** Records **
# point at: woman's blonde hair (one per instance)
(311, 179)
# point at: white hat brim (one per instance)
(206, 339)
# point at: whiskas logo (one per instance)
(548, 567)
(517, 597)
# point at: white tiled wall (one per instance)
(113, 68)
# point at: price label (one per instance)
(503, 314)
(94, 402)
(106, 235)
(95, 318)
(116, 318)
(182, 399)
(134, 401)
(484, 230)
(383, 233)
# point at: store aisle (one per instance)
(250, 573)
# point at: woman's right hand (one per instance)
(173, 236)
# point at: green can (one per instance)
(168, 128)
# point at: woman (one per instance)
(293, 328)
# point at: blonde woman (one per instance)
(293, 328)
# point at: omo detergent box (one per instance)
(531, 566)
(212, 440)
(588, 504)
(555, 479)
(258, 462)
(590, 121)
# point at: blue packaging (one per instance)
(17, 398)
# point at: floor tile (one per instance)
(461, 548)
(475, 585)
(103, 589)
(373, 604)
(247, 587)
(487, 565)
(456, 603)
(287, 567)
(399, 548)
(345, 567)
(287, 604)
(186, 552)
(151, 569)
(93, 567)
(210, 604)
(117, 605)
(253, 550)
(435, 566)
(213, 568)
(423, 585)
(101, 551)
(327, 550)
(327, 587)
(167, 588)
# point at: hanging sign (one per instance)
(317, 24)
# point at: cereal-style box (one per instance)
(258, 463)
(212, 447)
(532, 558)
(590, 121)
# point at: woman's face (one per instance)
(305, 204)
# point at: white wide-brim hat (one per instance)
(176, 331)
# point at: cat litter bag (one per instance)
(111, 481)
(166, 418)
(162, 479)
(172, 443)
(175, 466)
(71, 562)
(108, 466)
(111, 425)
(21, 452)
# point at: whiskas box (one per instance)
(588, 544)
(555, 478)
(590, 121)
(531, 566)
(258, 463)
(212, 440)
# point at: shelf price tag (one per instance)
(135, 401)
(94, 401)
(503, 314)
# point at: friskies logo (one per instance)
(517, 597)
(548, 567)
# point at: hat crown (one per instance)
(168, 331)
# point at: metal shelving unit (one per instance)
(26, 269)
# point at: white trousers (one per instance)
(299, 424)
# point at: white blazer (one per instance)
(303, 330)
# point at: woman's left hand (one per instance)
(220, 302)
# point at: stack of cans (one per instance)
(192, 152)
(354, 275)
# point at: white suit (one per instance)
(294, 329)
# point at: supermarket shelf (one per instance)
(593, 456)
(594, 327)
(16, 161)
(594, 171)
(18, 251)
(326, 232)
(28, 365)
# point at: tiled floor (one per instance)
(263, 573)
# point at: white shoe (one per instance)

** Required work **
Write out all the records above again, swapping every "blonde" for "fair" and leaving everything else as it is.

** Response **
# point at: woman's fair hair (one per instance)
(311, 179)
# point at: white hat brim (one per instance)
(206, 339)
# point at: whiskas logo (one per instance)
(548, 567)
(517, 597)
# point at: white tiled wall (one per instance)
(113, 68)
# point at: price label (one per instance)
(503, 314)
(94, 402)
(106, 235)
(95, 318)
(116, 318)
(182, 399)
(134, 401)
(484, 230)
(383, 233)
# point at: store aisle (one per instance)
(250, 573)
# point at: woman's right hand (one per instance)
(173, 236)
# point at: green can (one per instance)
(168, 128)
# point at: woman (one per instance)
(293, 328)
# point at: fair woman (one per instance)
(293, 328)
# point at: omo detergent box (one per instance)
(531, 566)
(212, 440)
(588, 504)
(555, 479)
(258, 462)
(590, 121)
# point at: blue packaging (one per instance)
(17, 398)
# point at: floor tile (one per instance)
(461, 548)
(475, 585)
(103, 589)
(373, 604)
(247, 587)
(487, 565)
(456, 603)
(287, 567)
(399, 548)
(345, 567)
(287, 604)
(186, 552)
(151, 569)
(93, 567)
(210, 604)
(117, 605)
(253, 550)
(435, 566)
(213, 568)
(423, 585)
(101, 551)
(327, 550)
(327, 587)
(167, 588)
# point at: hanging sign (one per instance)
(317, 24)
# point at: cereal-style box (one per instance)
(258, 463)
(212, 447)
(532, 558)
(590, 121)
# point at: woman's face (one per instance)
(305, 204)
# point at: white wide-brim hat (one per instance)
(176, 331)
# point at: cat litter bag (one per instance)
(111, 481)
(166, 418)
(162, 479)
(172, 443)
(175, 466)
(71, 562)
(108, 466)
(111, 425)
(21, 452)
# point at: whiskas box (one per instance)
(588, 544)
(555, 478)
(590, 121)
(531, 566)
(258, 463)
(212, 440)
# point at: shelf price tag (one per instance)
(135, 401)
(94, 401)
(503, 314)
# point at: friskies logo (one per instance)
(517, 597)
(548, 567)
# point at: hat crown (one per instance)
(168, 331)
# point at: metal shelving unit (one per instance)
(26, 269)
# point at: white trousers (one per instance)
(299, 424)
# point at: white blazer (one per instance)
(303, 330)
# point at: woman's left hand (one per instance)
(220, 302)
# point at: stack of cans (one per instance)
(192, 152)
(354, 275)
# point at: white suit (one per instance)
(294, 329)
# point at: supermarket shelf (one per instance)
(593, 456)
(594, 327)
(16, 161)
(594, 171)
(18, 251)
(326, 232)
(28, 365)
# point at: tiled floor (one per instance)
(263, 573)
# point at: white shoe (one per instance)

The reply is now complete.